§ **Work to be completed**: Put the records below into a Markdown table with two columns, Number and Record line. Give each non-blank line its own row, numbered in order from 1.
========================================
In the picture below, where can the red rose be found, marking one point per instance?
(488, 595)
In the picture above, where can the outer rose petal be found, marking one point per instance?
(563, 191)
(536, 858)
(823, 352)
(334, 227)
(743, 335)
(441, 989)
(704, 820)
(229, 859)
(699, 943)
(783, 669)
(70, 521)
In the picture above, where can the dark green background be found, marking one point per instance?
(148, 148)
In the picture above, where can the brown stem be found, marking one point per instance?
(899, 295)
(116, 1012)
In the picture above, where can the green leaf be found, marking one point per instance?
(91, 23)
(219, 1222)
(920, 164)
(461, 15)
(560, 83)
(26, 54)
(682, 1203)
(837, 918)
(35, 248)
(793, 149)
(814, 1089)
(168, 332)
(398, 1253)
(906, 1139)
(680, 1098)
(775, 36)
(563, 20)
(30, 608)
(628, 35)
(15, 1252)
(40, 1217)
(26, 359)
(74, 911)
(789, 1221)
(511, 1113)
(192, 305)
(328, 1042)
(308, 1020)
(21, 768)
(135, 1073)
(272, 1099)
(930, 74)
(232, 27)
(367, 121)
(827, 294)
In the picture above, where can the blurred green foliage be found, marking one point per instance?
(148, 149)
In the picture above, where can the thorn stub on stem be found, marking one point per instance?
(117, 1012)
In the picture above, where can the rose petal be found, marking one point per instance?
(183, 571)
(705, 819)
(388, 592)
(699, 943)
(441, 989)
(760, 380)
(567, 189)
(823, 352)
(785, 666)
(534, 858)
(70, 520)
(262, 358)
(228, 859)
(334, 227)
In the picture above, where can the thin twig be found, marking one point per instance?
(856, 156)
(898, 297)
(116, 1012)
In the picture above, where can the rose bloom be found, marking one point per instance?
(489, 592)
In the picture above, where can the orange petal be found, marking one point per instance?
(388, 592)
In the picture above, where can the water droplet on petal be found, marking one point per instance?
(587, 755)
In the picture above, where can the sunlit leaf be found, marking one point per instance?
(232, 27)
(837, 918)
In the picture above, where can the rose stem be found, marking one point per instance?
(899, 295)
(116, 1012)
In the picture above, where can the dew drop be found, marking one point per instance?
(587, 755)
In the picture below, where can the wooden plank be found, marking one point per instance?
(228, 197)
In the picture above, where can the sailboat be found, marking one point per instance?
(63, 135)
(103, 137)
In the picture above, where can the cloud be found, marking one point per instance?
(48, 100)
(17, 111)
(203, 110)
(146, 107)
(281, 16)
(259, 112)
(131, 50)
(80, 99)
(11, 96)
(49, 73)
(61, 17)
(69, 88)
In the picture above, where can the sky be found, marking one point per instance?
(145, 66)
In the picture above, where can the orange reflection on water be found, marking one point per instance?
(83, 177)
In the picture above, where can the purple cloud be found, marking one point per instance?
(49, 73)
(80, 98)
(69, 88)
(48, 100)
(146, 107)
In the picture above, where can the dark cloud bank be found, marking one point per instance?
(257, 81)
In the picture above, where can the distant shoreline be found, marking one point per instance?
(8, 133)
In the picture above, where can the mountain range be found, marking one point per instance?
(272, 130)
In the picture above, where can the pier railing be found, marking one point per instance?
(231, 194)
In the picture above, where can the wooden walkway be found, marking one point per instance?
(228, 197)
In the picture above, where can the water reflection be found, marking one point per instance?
========================================
§ **Full output**:
| Number | Record line |
|---|---|
| 1 | In the picture below, where can the red rose be found, marking one point per instance? |
| 2 | (488, 595) |
| 3 | In the picture above, where can the outer rose petal be found, marking one point per instance? |
| 4 | (563, 191) |
| 5 | (536, 858) |
| 6 | (823, 352) |
| 7 | (334, 227) |
| 8 | (743, 335) |
| 9 | (441, 989) |
| 10 | (704, 820) |
| 11 | (229, 859) |
| 12 | (699, 943) |
| 13 | (783, 669) |
| 14 | (70, 521) |
| 15 | In the picture above, where can the dark green background be found, marking one point per instance? |
| 16 | (148, 148) |
| 17 | In the picture above, where can the brown stem be found, marking one point per instance? |
| 18 | (899, 295) |
| 19 | (116, 1012) |
| 20 | In the picture above, where can the green leaf be found, marking one point per instance? |
| 21 | (91, 23) |
| 22 | (219, 1222) |
| 23 | (920, 164) |
| 24 | (461, 15) |
| 25 | (560, 83) |
| 26 | (26, 54) |
| 27 | (682, 1203) |
| 28 | (837, 918) |
| 29 | (35, 248) |
| 30 | (793, 149) |
| 31 | (814, 1089) |
| 32 | (168, 332) |
| 33 | (398, 1253) |
| 34 | (906, 1139) |
| 35 | (680, 1098) |
| 36 | (775, 36) |
| 37 | (563, 20) |
| 38 | (30, 608) |
| 39 | (628, 35) |
| 40 | (15, 1252) |
| 41 | (40, 1217) |
| 42 | (26, 359) |
| 43 | (74, 911) |
| 44 | (789, 1221) |
| 45 | (511, 1113) |
| 46 | (192, 305) |
| 47 | (328, 1042) |
| 48 | (308, 1020) |
| 49 | (21, 768) |
| 50 | (135, 1073) |
| 51 | (272, 1099) |
| 52 | (930, 74) |
| 53 | (232, 27) |
| 54 | (367, 121) |
| 55 | (827, 294) |
| 56 | In the picture above, where can the blurred green foliage be found, marking one point per instance? |
| 57 | (148, 149) |
| 58 | In the picture above, where can the thorn stub on stem be found, marking one point per instance? |
| 59 | (117, 1012) |
| 60 | In the picture above, where can the rose petal be found, marking one point per instance? |
| 61 | (183, 571) |
| 62 | (705, 819) |
| 63 | (388, 592) |
| 64 | (699, 943) |
| 65 | (441, 989) |
| 66 | (760, 380) |
| 67 | (567, 189) |
| 68 | (823, 352) |
| 69 | (785, 666) |
| 70 | (534, 858) |
| 71 | (70, 520) |
| 72 | (262, 358) |
| 73 | (228, 859) |
| 74 | (334, 227) |
| 75 | In the picture above, where can the thin twig be found, marking one point per instance? |
| 76 | (856, 156) |
| 77 | (898, 297) |
| 78 | (116, 1012) |
| 79 | In the picture above, where can the rose bloom be found, marking one point per instance? |
| 80 | (489, 592) |
| 81 | In the picture above, where can the orange petal be found, marking one point per instance? |
| 82 | (388, 592) |
| 83 | In the picture above, where can the water droplet on petal be found, marking one point per instance? |
| 84 | (587, 755) |
| 85 | In the picture above, where can the sunlit leaf be found, marking one point per instance? |
| 86 | (232, 27) |
| 87 | (837, 918) |
| 88 | In the picture above, where can the rose stem be found, marking one point per instance? |
| 89 | (899, 295) |
| 90 | (116, 1012) |
| 91 | In the picture above, where can the dew drop be found, marking one point per instance? |
| 92 | (587, 755) |
| 93 | In the picture below, where can the wooden plank be found, marking one point per instance? |
| 94 | (228, 197) |
| 95 | In the picture above, where can the sailboat be found, marking one point per instance? |
| 96 | (63, 135) |
| 97 | (103, 137) |
| 98 | In the picture above, where can the cloud be found, marking one point per instance? |
| 99 | (48, 100) |
| 100 | (17, 111) |
| 101 | (203, 110) |
| 102 | (146, 107) |
| 103 | (281, 16) |
| 104 | (259, 112) |
| 105 | (131, 50) |
| 106 | (80, 99) |
| 107 | (11, 96) |
| 108 | (49, 73) |
| 109 | (61, 17) |
| 110 | (69, 88) |
| 111 | In the picture above, where can the sky be found, marking one point per instance? |
| 112 | (145, 66) |
| 113 | In the picture above, where can the orange reflection on water be found, marking one point per instance? |
| 114 | (83, 177) |
| 115 | In the picture above, where can the purple cloud be found, marking one point per instance? |
| 116 | (49, 73) |
| 117 | (80, 98) |
| 118 | (69, 88) |
| 119 | (48, 100) |
| 120 | (146, 107) |
| 121 | In the picture above, where can the dark cloud bank be found, marking one point per instance? |
| 122 | (257, 81) |
| 123 | In the picture above, where can the distant shoreline be found, marking one point per instance? |
| 124 | (8, 133) |
| 125 | In the picture above, where can the mountain range be found, marking one point per instance? |
| 126 | (272, 130) |
| 127 | In the picture above, where can the pier railing be found, marking one point per instance? |
| 128 | (231, 194) |
| 129 | In the picture above, where can the wooden walkway be found, marking one point per instance? |
| 130 | (228, 197) |
| 131 | In the picture above, where can the water reflection be found, marking one point per instance? |